## Assigned task
Pick out each line in the records below that contains the word "positive", and copy those lines.

(Collection entries)
::::

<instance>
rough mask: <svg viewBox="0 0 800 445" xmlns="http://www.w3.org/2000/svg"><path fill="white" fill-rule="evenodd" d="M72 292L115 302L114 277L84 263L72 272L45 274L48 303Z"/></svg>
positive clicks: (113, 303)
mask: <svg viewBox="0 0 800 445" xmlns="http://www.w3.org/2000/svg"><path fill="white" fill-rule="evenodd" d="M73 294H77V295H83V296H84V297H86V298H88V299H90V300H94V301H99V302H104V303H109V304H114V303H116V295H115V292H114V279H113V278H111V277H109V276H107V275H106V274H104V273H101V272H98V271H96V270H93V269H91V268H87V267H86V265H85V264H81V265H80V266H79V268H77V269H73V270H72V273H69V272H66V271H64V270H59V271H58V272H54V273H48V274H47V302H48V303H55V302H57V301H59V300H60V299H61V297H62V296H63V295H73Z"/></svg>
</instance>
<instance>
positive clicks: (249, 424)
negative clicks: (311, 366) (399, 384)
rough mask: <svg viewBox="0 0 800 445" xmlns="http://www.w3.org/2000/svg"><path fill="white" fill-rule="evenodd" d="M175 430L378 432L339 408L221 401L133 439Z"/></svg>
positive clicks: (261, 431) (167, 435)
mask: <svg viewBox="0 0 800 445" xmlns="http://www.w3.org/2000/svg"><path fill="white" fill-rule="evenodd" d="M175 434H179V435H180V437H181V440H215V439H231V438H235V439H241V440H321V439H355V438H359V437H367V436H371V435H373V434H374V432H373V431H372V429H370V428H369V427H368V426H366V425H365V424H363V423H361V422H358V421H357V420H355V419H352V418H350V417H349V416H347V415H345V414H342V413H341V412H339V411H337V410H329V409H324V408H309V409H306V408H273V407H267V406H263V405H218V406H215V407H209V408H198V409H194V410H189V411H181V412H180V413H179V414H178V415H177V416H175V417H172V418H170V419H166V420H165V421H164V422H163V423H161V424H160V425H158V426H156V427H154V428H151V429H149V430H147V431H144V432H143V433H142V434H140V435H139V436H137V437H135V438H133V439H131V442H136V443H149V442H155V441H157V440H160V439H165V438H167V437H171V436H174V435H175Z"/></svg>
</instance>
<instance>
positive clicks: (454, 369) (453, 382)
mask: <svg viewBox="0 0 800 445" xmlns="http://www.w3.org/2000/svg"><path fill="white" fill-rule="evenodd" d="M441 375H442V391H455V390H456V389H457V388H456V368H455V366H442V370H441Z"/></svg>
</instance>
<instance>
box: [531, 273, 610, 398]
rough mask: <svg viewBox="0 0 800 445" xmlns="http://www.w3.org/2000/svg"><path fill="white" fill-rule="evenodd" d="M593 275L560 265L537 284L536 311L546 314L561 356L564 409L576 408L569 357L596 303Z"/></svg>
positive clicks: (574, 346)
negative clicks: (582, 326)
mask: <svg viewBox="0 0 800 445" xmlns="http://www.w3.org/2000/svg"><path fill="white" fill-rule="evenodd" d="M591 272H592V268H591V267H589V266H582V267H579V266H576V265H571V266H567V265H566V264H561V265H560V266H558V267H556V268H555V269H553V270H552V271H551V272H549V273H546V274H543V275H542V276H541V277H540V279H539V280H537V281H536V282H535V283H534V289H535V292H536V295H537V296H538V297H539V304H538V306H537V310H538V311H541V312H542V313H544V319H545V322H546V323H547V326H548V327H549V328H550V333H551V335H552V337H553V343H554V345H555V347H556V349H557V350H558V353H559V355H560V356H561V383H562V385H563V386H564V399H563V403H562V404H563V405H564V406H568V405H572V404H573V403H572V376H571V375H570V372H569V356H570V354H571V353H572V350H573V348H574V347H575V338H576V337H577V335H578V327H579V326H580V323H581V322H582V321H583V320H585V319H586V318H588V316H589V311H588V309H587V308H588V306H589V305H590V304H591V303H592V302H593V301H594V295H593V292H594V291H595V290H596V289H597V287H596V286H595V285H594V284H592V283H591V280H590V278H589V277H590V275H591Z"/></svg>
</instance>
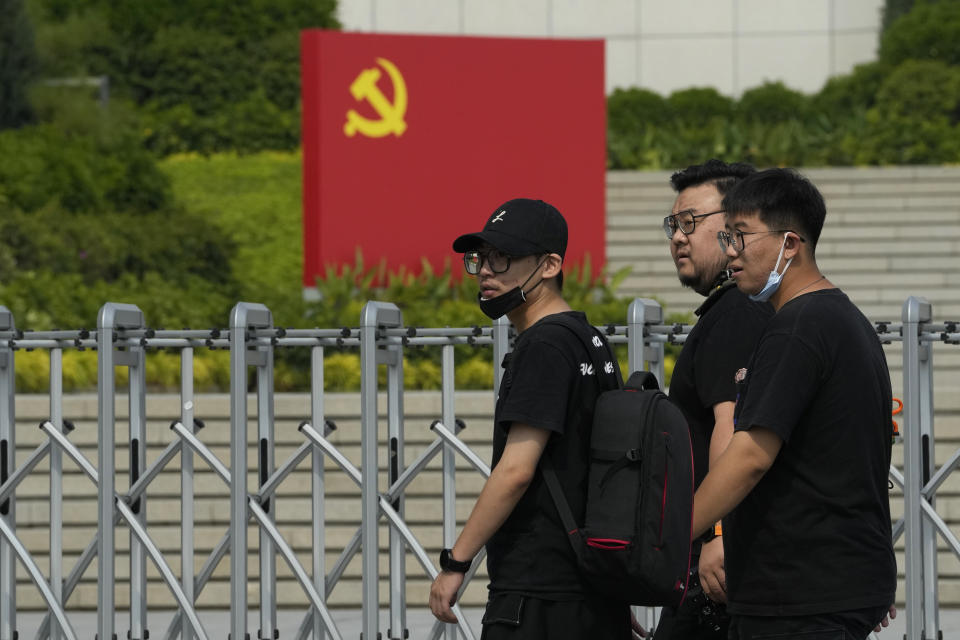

::::

## Answer section
positive clicks: (113, 303)
positive clicks: (249, 424)
positive clicks: (261, 431) (167, 435)
positive clicks: (454, 369) (453, 382)
positive clicks: (574, 346)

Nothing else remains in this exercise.